Dataset entries:
+ + + +

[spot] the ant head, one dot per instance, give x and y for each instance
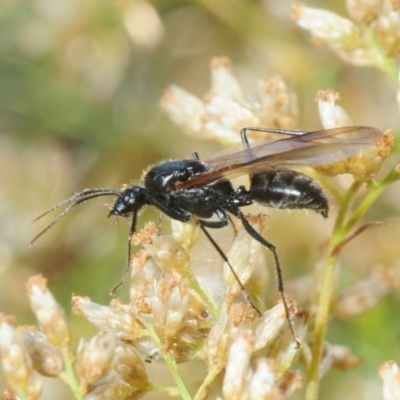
(129, 200)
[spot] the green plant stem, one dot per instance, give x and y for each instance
(194, 283)
(341, 230)
(69, 375)
(171, 364)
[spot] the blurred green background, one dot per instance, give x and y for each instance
(80, 85)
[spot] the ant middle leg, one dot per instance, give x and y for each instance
(220, 224)
(255, 235)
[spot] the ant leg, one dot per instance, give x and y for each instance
(245, 141)
(216, 225)
(255, 235)
(128, 265)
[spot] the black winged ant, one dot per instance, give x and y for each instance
(188, 189)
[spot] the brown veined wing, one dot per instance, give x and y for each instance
(317, 148)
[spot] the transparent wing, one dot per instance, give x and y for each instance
(322, 147)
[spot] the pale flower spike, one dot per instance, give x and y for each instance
(390, 374)
(225, 110)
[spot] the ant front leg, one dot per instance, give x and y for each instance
(220, 224)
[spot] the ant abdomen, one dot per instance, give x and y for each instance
(288, 189)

+ + + +

Drop the images, then copy the data exactly.

# Solution to the exercise:
[spot] the ant head, one dot per instance, give x and y for each instance
(129, 200)
[spot] the green plant stem, one dot per instance, give x and y for each instance
(194, 283)
(341, 230)
(69, 375)
(171, 364)
[spot] the blurred green background, one dot per instance, give x and y for each instance
(80, 85)
[spot] the ant middle leg, one dot per instance, give x and y for each instance
(220, 224)
(255, 235)
[spot] the ant leg, one dot per instance, give x and y for each instance
(245, 141)
(216, 225)
(255, 235)
(128, 265)
[spot] the black winged ant, one dot per instance, give x and y for each instance
(188, 189)
[spot] the brown veined wing, one dot per instance, give x and y for each instance
(317, 148)
[spot] the transparent wing, one dot per instance, give x and y for each instance
(322, 147)
[spot] the pale flower spike, one dot per instance, give x and y for each instance
(390, 374)
(225, 110)
[spot] the ant front leg, one dot per instance, give x and y for each instance
(220, 224)
[spot] the ant abdomen, one dot per instance, give x and y for each instance
(288, 189)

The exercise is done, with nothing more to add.